Start of Provided records
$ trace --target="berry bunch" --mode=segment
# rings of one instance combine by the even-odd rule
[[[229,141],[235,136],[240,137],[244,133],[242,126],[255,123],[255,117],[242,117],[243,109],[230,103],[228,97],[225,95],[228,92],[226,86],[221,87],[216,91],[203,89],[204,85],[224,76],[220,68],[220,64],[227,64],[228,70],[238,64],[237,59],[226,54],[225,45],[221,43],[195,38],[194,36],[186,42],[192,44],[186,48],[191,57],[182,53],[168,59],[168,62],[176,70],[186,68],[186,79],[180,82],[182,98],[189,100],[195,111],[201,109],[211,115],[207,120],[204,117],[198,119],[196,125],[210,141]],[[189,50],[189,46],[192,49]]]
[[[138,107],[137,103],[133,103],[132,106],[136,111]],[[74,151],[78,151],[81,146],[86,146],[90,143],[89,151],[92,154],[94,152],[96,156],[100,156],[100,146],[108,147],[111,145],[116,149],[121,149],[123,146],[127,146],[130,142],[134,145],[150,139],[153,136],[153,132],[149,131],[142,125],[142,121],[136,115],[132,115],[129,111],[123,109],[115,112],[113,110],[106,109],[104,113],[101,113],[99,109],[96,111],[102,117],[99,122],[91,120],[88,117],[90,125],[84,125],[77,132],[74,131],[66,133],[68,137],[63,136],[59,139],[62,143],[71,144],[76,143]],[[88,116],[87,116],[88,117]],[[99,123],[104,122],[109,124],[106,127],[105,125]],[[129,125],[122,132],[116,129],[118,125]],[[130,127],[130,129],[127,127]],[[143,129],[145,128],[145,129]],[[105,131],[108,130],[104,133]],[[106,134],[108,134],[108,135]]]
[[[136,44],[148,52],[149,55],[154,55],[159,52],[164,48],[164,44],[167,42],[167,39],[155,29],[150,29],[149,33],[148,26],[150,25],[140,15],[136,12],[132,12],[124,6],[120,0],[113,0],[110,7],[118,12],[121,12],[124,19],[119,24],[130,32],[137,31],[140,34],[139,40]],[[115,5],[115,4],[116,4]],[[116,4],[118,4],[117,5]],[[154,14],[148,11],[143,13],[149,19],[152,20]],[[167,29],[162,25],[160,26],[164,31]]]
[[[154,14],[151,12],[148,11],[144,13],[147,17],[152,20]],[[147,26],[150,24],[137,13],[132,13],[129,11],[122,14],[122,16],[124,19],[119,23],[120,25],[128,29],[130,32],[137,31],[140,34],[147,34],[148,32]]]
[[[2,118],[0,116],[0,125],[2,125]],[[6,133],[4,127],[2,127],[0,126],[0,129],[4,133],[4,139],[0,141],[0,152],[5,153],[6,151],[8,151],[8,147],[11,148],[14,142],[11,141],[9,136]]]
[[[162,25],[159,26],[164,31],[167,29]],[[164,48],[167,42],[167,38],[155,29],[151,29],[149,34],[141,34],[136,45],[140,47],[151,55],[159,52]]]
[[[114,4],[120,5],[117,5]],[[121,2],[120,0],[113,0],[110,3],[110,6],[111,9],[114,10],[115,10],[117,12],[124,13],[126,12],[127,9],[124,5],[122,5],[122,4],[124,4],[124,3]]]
End of Provided records
Start of Provided records
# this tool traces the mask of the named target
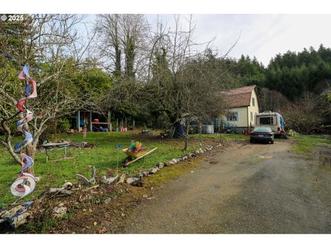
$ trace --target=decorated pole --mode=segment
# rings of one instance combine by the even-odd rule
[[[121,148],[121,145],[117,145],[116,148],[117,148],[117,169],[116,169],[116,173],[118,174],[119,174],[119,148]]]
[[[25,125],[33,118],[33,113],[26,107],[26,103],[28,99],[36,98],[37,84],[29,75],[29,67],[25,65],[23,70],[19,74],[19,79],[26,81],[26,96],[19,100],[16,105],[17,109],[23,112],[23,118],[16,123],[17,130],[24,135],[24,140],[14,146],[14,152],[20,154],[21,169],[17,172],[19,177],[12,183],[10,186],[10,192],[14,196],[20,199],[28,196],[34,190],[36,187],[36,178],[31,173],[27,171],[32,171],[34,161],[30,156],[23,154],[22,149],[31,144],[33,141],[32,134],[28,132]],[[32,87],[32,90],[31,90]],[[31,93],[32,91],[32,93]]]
End of Provided records
Start of Provided records
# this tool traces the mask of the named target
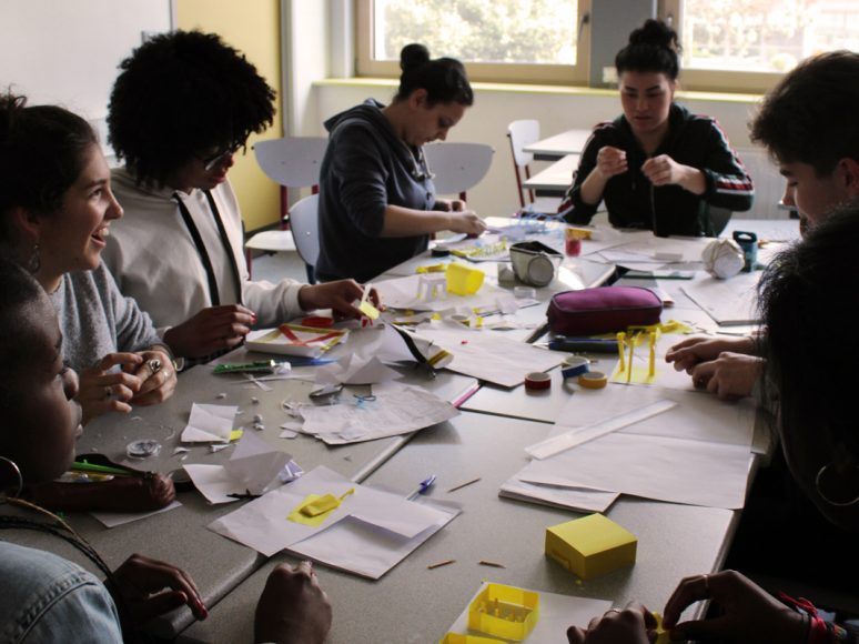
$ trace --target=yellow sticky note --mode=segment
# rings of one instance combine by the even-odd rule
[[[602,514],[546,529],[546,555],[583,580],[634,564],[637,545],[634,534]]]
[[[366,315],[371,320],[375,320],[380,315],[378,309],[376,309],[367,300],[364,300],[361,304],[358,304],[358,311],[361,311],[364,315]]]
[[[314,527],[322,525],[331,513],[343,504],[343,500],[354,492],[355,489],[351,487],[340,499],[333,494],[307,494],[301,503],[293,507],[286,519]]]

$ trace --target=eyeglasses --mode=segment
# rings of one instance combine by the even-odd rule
End of Provided records
> _Task_
Please report every line of the records above that contains the word "segment", copying each such line in full.

> _The output_
$ trace --target="berry bunch" --mode=segment
$ trace --target=decorated pole --mode=segment
$ trace --target=yellow sticky note --mode=segment
$ trace --target=eyeglasses --mode=segment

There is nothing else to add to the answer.